Render every line of the records below as a Markdown table with two columns, No. for the row number and Line for the line, leaving out blank lines and the pictures.

──────── DATA SUPPLIED

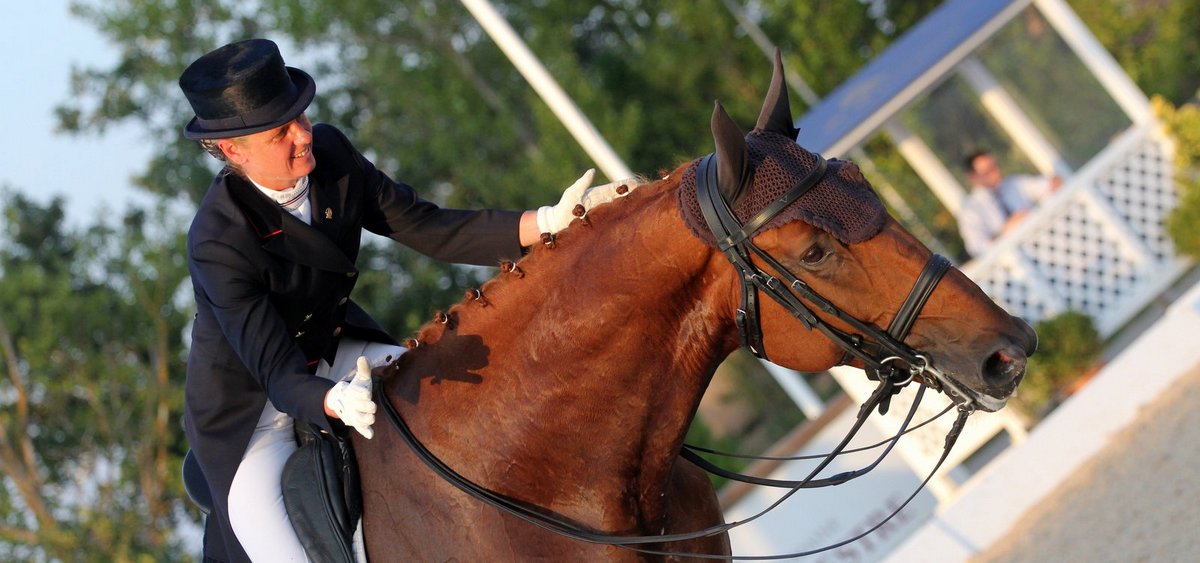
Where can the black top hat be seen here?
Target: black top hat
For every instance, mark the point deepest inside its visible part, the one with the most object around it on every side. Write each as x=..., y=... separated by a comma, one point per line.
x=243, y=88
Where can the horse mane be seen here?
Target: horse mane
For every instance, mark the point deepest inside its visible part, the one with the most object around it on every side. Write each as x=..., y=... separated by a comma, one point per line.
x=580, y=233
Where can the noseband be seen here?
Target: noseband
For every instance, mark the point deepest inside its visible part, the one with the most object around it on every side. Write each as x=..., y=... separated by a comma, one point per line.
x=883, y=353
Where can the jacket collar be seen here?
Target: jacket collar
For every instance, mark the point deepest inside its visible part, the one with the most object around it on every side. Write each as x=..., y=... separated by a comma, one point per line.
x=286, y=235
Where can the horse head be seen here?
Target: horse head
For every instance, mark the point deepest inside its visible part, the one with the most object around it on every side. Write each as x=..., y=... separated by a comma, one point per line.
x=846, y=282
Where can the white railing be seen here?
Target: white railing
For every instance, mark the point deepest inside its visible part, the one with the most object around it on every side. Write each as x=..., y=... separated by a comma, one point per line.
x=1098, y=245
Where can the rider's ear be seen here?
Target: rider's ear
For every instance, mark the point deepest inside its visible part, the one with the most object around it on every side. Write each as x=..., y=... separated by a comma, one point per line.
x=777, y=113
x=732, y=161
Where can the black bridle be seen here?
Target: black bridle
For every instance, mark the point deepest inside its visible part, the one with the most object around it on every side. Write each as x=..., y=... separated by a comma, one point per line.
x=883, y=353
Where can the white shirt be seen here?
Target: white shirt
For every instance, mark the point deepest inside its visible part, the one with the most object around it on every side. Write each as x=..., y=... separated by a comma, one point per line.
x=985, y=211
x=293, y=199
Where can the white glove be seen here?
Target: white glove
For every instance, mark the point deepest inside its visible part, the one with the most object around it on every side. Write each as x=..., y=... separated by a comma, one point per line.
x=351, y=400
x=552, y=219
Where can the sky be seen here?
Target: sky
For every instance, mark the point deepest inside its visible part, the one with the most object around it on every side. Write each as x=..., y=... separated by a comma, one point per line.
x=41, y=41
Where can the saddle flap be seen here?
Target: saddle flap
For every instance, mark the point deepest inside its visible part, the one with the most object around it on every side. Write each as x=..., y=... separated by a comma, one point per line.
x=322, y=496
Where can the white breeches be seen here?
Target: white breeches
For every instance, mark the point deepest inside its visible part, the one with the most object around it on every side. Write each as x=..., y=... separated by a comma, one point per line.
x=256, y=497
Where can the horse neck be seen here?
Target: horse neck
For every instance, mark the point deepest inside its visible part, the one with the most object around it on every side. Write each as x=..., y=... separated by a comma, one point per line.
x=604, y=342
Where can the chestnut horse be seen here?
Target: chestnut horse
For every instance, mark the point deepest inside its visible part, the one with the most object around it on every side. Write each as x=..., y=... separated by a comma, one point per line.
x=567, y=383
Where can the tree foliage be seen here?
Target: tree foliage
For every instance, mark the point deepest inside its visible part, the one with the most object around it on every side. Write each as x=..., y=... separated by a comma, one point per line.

────────────────

> [REPLY TO THE EXERCISE]
| No. | Line |
|---|---|
| 1 | Where can the black top hat be seen here? |
| 2 | Target: black top hat |
| 3 | For every instance, mark the point deepest inside its visible part, the one with the most object around it on every side. Write each as x=..., y=... separated by a comma, one point per line. |
| 4 | x=243, y=88 |
| 5 | Where can the horse mane be seen here? |
| 6 | Target: horse mane |
| 7 | For every instance, mark the point deepest inside its visible part, the one with the most object around it on every side. Write each as x=..., y=... separated by a comma, one point per line. |
| 8 | x=580, y=233 |
| 9 | Where can the noseband be seen here? |
| 10 | Target: noseband |
| 11 | For every instance, mark the point deepest inside its visible part, the one with the most object around it on every side. Write each as x=..., y=... separated by a comma, one point per line. |
| 12 | x=883, y=353 |
| 13 | Where can the jacket collar be seen here? |
| 14 | Target: jacket collar |
| 15 | For every instance, mark the point deepest inside its visible part, the one with the most object around it on every side. Write each as x=..., y=... separated by a comma, one point per line. |
| 16 | x=286, y=235 |
| 17 | Where can the horse head be seen here? |
| 18 | Target: horse head |
| 19 | For every instance, mark the point deepest inside its visible part, the one with the most object around it on every side. Write each as x=..., y=... separated by a comma, one point per line. |
| 20 | x=846, y=282 |
| 21 | Where can the white railing be seen here? |
| 22 | Target: white railing |
| 23 | For every instance, mark the point deepest inside its visible part, the one with the most object around it on every side. Write each as x=..., y=... separated by a comma, one point per line. |
| 24 | x=1098, y=245 |
| 25 | Where can the rider's ear be seen here? |
| 26 | Target: rider's ear |
| 27 | For every instance, mark the point deepest inside its visible part, the one with the most object around it on every side. Write each as x=..., y=... separated by a comma, one point per line. |
| 28 | x=777, y=113 |
| 29 | x=732, y=161 |
| 30 | Where can the black bridle be seen here? |
| 31 | Target: black bridle |
| 32 | For every instance, mark the point deepest inside its visible part, the one with the most object around it on every side. Write each as x=..., y=... separated by a comma, one point per line. |
| 33 | x=883, y=353 |
| 34 | Where can the white shirt be seen here? |
| 35 | Target: white shirt |
| 36 | For every instance, mark the point deepest inside its visible part, the one with the most object around it on every side. Write each as x=..., y=... separated by a comma, one point per line. |
| 37 | x=985, y=211 |
| 38 | x=293, y=199 |
| 39 | Where can the white glove be seen here? |
| 40 | Target: white glove |
| 41 | For every instance, mark the point deepest inside its visible part, the one with the most object around it on every side. Write each as x=..., y=... separated by a comma, one point per line. |
| 42 | x=351, y=400 |
| 43 | x=552, y=219 |
| 44 | Where can the sky be seen here? |
| 45 | Target: sky |
| 46 | For every instance, mark the point deepest inside its visible part, the one with the most object around it on every side. Write each as x=..., y=... separated by a comma, one point per line. |
| 47 | x=41, y=41 |
| 48 | Where can the saddle flap be seen here? |
| 49 | Target: saddle flap |
| 50 | For every instance, mark the point deepest inside its visible part, the one with the most object around it on every side. Write each as x=..., y=... separated by a comma, one point per line. |
| 51 | x=322, y=496 |
| 52 | Where can the white breeches be seen here? |
| 53 | Target: white breeches |
| 54 | For every instance, mark the point deepest inside its visible part, the one with the most object around it on every side. Write each as x=..., y=... separated by a comma, one point per line. |
| 55 | x=256, y=497 |
| 56 | Where can the horse neck be seen here? |
| 57 | Target: horse neck |
| 58 | For every instance, mark the point deepest inside its visible part, the one with the most object around it on every side. Write each as x=..., y=... separated by a comma, one point per line. |
| 59 | x=604, y=342 |
| 60 | Where can the chestnut horse be seen here? |
| 61 | Target: chestnut horse |
| 62 | For every instance, mark the point deepest inside its visible part, the one with the most object around it on every side. Write each as x=..., y=... separated by a comma, one point per line. |
| 63 | x=567, y=383 |
| 64 | Where can the tree foliage be seen here? |
| 65 | Target: tree foliage |
| 66 | For every instance, mark the point deepest inside its visible part, the one with the most object around it on every side. Write each as x=..., y=... separated by a comma, one point per line. |